While I think these men are sleazebags, these practices bother me. To me, it seems like entrapment.
I think I'm with you.
It makes me feel like it's "thought crime", not actual crime. A person thinks "that would be nice" and they are arrested without having actually DONE anything. (and yay, they haven't done anything, but still, they haven't DONE anything except for think about it)
I guess maybe "soliciting" means just words...before reading this thread I thought it meant you actually had to DO something, not just talk about it and offer money...but it seems I'm wrong on that...
But with just an offer, a thought...it just feel uncomfortable to me.
Particularly if there's no explicit offer of an illegal act with a minor contained in the ad text... which the police generally avoid doing lest it aid in an entrapment defense.
And that's where I am opposite...to me, offering makes it NOT entrapment, because the person is explicitly saying "yes this is what I want to do, let's go!", isntead of just this "you showed up here, it's implied what you want to do" sort of arrest.
A person can change their mind at ANY moment before doing something, but these arrests get the people without having the chance to change their minds.
Actually, as a citizen of the United States, I am concerned about the rights of offenders. That doesn't mean that I condone what they have done, or don't find their actions disgusting, it just means that we, as a society, have to respect their rights. If we don't follows these most basic set of rules and rights then we are no better than the criminals themselves.

______________________________

» **Work to complete**:
Return the entire forum discussion on entrapment above, reproducing it word for word with no changes.

[Stored data entries]
______________________________

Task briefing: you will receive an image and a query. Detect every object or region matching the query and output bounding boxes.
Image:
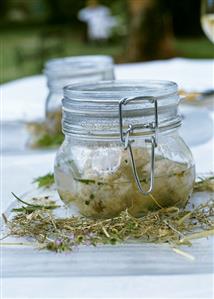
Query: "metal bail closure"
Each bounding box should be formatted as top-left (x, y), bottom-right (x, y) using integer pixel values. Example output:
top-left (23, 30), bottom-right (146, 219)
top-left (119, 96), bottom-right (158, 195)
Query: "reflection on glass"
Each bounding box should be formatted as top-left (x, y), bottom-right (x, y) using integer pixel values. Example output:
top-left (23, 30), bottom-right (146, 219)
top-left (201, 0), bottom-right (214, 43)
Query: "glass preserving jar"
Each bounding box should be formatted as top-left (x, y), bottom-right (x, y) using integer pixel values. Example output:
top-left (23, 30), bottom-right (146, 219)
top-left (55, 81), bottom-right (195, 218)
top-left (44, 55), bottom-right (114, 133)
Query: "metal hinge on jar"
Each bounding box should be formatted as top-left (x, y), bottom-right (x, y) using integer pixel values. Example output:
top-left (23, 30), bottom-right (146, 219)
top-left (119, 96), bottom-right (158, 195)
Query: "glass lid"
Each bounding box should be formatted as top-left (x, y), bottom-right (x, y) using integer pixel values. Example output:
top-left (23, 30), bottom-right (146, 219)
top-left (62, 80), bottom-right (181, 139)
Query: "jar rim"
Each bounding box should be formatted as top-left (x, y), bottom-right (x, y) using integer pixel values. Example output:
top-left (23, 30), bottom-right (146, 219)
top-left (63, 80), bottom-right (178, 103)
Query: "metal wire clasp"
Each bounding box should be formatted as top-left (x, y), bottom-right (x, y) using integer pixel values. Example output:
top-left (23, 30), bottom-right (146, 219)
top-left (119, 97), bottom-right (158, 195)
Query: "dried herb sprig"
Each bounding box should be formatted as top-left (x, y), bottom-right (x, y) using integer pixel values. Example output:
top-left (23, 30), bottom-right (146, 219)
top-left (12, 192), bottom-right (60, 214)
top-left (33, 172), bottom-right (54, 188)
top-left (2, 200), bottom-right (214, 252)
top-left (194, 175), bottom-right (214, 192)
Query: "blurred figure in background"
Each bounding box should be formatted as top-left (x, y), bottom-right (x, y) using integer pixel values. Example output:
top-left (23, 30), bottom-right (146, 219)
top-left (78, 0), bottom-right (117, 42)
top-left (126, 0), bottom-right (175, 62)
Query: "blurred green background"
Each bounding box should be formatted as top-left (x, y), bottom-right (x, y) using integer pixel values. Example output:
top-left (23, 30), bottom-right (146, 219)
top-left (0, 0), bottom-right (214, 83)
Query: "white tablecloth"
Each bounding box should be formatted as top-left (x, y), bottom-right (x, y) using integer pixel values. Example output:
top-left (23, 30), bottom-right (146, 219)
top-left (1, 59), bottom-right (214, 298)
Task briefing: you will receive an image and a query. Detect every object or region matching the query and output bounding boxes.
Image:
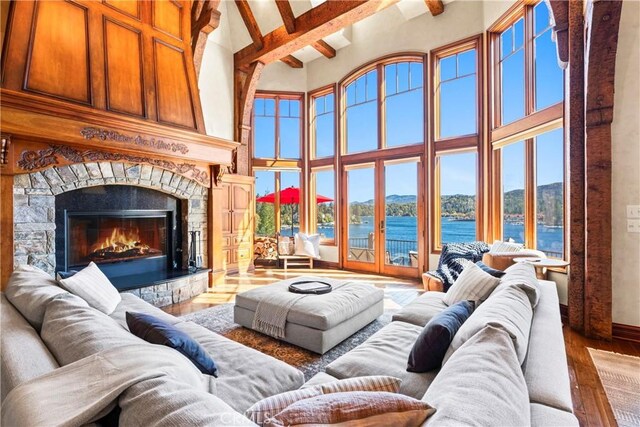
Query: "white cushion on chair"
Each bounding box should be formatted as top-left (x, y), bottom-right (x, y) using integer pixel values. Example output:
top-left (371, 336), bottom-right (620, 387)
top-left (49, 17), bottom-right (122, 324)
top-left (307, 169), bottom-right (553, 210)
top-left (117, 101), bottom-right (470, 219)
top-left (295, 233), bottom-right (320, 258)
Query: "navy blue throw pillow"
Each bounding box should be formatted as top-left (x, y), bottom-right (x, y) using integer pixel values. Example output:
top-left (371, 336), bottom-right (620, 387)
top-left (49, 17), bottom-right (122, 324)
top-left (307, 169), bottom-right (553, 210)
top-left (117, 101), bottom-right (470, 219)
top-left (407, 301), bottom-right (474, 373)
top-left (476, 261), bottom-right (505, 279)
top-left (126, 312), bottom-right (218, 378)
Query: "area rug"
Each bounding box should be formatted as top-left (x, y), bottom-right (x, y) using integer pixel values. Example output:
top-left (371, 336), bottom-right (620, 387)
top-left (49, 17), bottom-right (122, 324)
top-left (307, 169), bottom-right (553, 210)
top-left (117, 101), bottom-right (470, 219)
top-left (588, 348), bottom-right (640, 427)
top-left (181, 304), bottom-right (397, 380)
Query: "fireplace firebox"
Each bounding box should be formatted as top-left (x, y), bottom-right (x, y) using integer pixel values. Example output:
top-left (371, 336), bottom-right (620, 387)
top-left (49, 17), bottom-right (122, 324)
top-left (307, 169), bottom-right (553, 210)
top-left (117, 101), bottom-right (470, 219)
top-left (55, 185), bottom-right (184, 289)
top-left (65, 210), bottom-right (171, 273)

______________________________

» **Answer box**:
While I think these men are sleazebags, these practices bother me. To me, it seems like entrapment.
I think I'm with you.
It makes me feel like it's "thought crime", not actual crime. A person thinks "that would be nice" and they are arrested without having actually DONE anything. (and yay, they haven't done anything, but still, they haven't DONE anything except for think about it)
I guess maybe "soliciting" means just words...before reading this thread I thought it meant you actually had to DO something, not just talk about it and offer money...but it seems I'm wrong on that...
But with just an offer, a thought...it just feel uncomfortable to me.
Particularly if there's no explicit offer of an illegal act with a minor contained in the ad text... which the police generally avoid doing lest it aid in an entrapment defense.
And that's where I am opposite...to me, offering makes it NOT entrapment, because the person is explicitly saying "yes this is what I want to do, let's go!", isntead of just this "you showed up here, it's implied what you want to do" sort of arrest.
A person can change their mind at ANY moment before doing something, but these arrests get the people without having the chance to change their minds.
Actually, as a citizen of the United States, I am concerned about the rights of offenders. That doesn't mean that I condone what they have done, or don't find their actions disgusting, it just means that we, as a society, have to respect their rights. If we don't follows these most basic set of rules and rights then we are no better than the criminals themselves.